*Work request*. Each entry needs to be reproduced verbatim.
*** Source information Section Begins ***
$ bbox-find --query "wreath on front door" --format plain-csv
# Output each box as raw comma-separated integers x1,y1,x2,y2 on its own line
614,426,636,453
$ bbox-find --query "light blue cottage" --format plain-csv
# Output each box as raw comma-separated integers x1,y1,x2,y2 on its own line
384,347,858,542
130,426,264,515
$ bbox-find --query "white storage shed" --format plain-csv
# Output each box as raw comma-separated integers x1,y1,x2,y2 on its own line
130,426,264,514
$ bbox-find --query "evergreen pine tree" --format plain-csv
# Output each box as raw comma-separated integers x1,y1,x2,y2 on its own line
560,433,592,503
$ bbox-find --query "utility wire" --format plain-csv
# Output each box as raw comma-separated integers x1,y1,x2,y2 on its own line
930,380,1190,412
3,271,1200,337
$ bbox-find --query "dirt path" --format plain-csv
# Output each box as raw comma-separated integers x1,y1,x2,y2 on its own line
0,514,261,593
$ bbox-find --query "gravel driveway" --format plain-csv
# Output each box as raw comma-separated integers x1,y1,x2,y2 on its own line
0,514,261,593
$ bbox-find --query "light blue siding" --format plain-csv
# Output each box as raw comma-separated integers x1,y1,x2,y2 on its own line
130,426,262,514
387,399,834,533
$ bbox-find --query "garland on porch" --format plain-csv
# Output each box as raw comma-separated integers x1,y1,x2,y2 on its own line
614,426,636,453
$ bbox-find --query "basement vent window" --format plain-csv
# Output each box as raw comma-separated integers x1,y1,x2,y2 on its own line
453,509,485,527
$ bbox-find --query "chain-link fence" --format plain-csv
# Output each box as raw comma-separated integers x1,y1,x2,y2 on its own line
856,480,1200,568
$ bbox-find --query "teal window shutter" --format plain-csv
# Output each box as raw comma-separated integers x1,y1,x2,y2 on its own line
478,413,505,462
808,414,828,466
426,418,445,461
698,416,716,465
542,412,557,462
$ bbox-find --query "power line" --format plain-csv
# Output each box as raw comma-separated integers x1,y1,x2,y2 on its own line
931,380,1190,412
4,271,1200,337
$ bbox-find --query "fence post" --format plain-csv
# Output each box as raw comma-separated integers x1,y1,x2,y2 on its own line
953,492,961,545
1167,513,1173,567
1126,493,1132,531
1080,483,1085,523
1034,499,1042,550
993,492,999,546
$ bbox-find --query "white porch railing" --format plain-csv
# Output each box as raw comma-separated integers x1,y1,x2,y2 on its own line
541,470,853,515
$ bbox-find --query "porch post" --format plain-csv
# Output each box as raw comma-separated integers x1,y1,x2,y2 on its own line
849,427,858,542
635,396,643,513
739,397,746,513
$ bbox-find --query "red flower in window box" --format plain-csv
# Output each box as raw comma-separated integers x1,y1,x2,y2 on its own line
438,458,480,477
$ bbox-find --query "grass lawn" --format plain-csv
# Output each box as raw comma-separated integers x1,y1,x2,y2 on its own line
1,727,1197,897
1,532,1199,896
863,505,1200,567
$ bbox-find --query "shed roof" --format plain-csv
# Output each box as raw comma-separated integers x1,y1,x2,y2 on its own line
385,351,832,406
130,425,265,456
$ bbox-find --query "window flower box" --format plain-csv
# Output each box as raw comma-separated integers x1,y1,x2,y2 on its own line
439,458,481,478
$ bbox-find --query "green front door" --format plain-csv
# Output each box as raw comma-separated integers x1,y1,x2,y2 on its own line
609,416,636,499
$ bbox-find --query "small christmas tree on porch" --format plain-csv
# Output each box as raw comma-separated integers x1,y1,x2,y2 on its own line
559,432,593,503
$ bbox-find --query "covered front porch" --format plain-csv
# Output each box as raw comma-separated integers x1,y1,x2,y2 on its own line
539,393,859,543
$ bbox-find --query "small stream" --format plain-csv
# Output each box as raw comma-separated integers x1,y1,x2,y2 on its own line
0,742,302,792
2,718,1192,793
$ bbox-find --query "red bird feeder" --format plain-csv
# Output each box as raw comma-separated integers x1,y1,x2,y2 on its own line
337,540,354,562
*** Source information Section Ends ***
*Result of this task*.
$ bbox-find --query "wreath on front door" --format plain-csv
# Output each box as raw comma-separated integers x1,y1,x2,y2 on its own line
614,426,636,453
$ bbox-find --query "light blue cottage" --format plain-csv
# Output each box as raw comma-separated integers x1,y1,x2,y2 on its own line
384,347,858,542
130,426,264,515
$ bbox-find --query "white storage shed" --format plain-csv
# Output each box as raw comma-separated integers x1,y1,x2,y2 on its own line
130,426,264,514
$ bbox-find --query "evergreen pine tree" --format plain-csv
# Output each box as raw comma-separated integers x1,y1,x2,y2 on its own line
560,433,592,503
$ bbox-find --query "utility wire" --format plain-csv
# Output each box as raw comma-separated integers x1,y1,x2,y2 on its own line
930,380,1190,412
3,271,1200,337
$ bbox-find --query "dirt path" --format plain-csv
# Output each box as raw comma-separated integers x1,y1,x2,y2 on its own line
0,514,261,593
$ bbox-find --query "gravel driveway" --format plain-csv
# Output each box as raw comma-separated integers x1,y1,x2,y2 on its own line
0,514,261,593
$ bbox-find --query "light blue siding" --format plain-csv
# Output each box as raw comma-separated integers x1,y1,x2,y2 on its own line
130,426,262,514
387,399,834,533
$ bbox-find --query "garland on porch" --format plain-csv
# Output each box as raw comma-separated integers x1,y1,x2,y2 on its own line
614,426,636,453
$ bbox-find --query "basement vent window" --format plain-csv
# Output each box as raw comma-separated integers x1,y1,x2,y2 on its own line
453,509,485,527
$ bbox-find --query "chain-link fence" --format plain-csv
# Output each box as raw comma-separated integers x1,y1,x2,y2 on its own line
856,480,1200,568
$ bbox-find --query "teal window shutter" --format plain-csv
# Output each box as raw comma-separated integers x1,y1,x2,y2 on its own line
478,413,505,462
808,414,828,466
426,418,445,461
698,416,716,465
542,412,557,462
$ bbox-find --query "power line" --format plain-csv
# Output each box as raw comma-separated integers x1,y1,x2,y2 on its own line
931,380,1190,412
4,271,1200,337
$ bbox-find --query "fence post" --format plain-csv
# Output each box as raw comma-separated integers x1,y1,x2,y2 on its own line
953,492,961,545
1167,513,1173,567
1126,493,1132,531
1080,483,1085,523
1034,499,1042,550
993,492,999,546
$ bbox-find --query "white porch railing" --format plain-csv
# Output each box as raw comma-separated integers x1,y1,x2,y2 on its own line
541,470,853,515
$ bbox-find --query "porch post" --format plain-csv
# Output each box as raw comma-separated integers x1,y1,x2,y2 on its own line
849,427,858,542
635,396,643,513
739,397,746,513
$ bbox-find --query "red flower in window box" --format plain-csv
# Output each box as raw comma-separated integers x1,y1,x2,y2 on its own line
438,458,480,477
$ bbox-find --query "grass lawn" --format plain-csv
# Output each box as raw comma-separated integers x1,y1,x2,y2 on its own line
1,727,1197,897
1,532,1199,896
863,505,1200,567
$ bbox-find --query "shed roof" --format plain-csv
# Output each box as raw comma-separated integers x1,y1,x2,y2 on its own line
385,351,832,406
130,425,265,456
$ bbox-find --query "window flower box" --format plain-csv
# Output each box as raw comma-separated integers x1,y1,x2,y2 on its own line
439,458,481,478
$ bbox-find --query "green front door" --format plain-csv
# Output each box as raw comma-separated integers x1,y1,x2,y2 on its own line
609,416,636,499
$ bbox-find --query "small christmas tree on porch" --format plain-csv
# Output each box as raw comma-separated integers x1,y1,x2,y2 on its own line
559,432,593,503
$ bbox-find --query "covered front porch" --format plain-csv
# Output each box as raw comma-separated integers x1,y1,x2,y2 on its own line
539,393,859,543
$ bbox-find --query "small stream" --format plain-csv
# Output each box as raw comma-separated integers x1,y1,x2,y2 on its own line
0,742,302,792
2,718,1192,793
$ bbox-find --query "red bird feeder" --format plain-csv
# Output each box as raw comma-separated integers x1,y1,x2,y2 on its own line
337,540,354,562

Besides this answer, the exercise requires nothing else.